Accurate Measurement of Human Vital Signs With Linear FMCW Radars Under Proximity Stationary Clutters

• Published in: IEEE transactions on biomedical circuits and systems Vol. 15; no. 6; pp. 1393 - 1404
• Main Authors: Liu, Jingtao, Li, Yuchen, Li, Changzhi, Gu, Changzhan, Mao, Jun-Fa
• Format: Journal Article
• Language: English
• Published: United States IEEE 01.12.2021; The Institute of Electrical and Electronics Engineers, Inc. (IEEE)
• Subjects: Algorithms; Clutter; Continuous radiation; Direct current; FMCW radar; Frequency dependence; Heart Rate; Humans; Millimeter waves; Motion detection; motion sensing; Offsets; phase demodulation; Phase modulation; Proximity; quadrature I/Q; Quadratures; Radar; Radar clutter; Radar detection; Radar tracking; short-range; Signal Processing, Computer-Assisted; Synthesis; Theoretical analysis; vital sign; Vital Signs
• ISSN: 1932-4545; 1940-9990; 1940-9990
• DOI: 10.1109/TBCAS.2021.3123830

Vital sign detection using linear frequency-modulated continuous-wave (LFMCW) radar may be subject to the proximity stationary clutters. This paper presents a novel technique to synthesize the slow-time I / Q signals, which are equivalent to those in a single tone quadrature CW radar, from a single-channel LFMCW radar. It correlates the two types of radars in such a way that the proximity stationary clutters are translated to direct current (DC) offsets in the synthesized I / Q signals across slow-time. The circle-fitting based DC offsets calibration (DCcal) technique, which was developed for CW radar, can now be applied to eliminate the impact of the proximity stationary clutters in LFMCW radars for accurate vital sign detection. Moreover, the modified differentiate and cross-multiply (MDACM) algorithm can also be leveraged to eliminate the phase ambiguity issue. Thorough theoretical analysis and working principles are presented. Simulations are performed to validate the proposed technique. Moreover, exhaustive experiments are carried out with a millimeter-wave 79 GHz FMCW radar in the office environment. Mechanical vibration and vital signs are extracted with micrometer-level accuracy in the existence of proximity stationary clutters.

Saved entries
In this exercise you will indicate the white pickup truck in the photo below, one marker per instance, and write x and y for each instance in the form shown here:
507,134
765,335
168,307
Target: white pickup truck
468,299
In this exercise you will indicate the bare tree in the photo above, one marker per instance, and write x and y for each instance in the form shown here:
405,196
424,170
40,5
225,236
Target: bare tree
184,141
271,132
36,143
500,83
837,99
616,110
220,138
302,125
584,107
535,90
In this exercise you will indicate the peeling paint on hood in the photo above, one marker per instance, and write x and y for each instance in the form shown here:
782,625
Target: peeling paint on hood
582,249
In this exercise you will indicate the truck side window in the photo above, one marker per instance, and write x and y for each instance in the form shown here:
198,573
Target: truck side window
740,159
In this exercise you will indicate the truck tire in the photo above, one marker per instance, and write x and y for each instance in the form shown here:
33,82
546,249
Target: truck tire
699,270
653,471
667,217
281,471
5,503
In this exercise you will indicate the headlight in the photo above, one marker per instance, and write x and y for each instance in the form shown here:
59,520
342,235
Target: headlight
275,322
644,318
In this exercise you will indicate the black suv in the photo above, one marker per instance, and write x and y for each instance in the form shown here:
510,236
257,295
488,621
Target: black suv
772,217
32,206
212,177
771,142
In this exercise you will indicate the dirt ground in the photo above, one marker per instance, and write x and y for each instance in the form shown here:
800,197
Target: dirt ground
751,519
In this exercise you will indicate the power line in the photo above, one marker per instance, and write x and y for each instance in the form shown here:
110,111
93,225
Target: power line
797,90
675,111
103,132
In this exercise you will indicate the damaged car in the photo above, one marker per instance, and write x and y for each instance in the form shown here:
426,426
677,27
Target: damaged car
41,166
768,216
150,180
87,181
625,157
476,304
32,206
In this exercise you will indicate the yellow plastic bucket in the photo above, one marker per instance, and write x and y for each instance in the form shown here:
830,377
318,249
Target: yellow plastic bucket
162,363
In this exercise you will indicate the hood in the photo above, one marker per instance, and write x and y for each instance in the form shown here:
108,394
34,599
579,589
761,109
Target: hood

REQUIRED WORK
1: Answer these questions using the radar article listing:
(a) In which volume and issue of the journal was the article published?
(b) What algorithm is named for eliminating the phase ambiguity issue?
(c) At what frequency does the millimeter-wave FMCW radar used in the experiments operate?
2: Print, word for word, everything in the radar article listing from "Accurate Measurement of" down to "Engineers, Inc. (IEEE)".

ANSWER LIST
1:
(a) Vol. 15, no. 6
(b) The modified differentiate and cross-multiply (MDACM) algorithm
(c) 79 GHz

2:
Accurate Measurement of Human Vital Signs With Linear FMCW Radars Under Proximity Stationary Clutters

• Published in: IEEE transactions on biomedical circuits and systems Vol. 15; no. 6; pp. 1393 - 1404
• Main Authors: Liu, Jingtao, Li, Yuchen, Li, Changzhi, Gu, Changzhan, Mao, Jun-Fa
• Format: Journal Article
• Language: English
• Published: United States IEEE 01.12.2021; The Institute of Electrical and Electronics Engineers, Inc. (IEEE)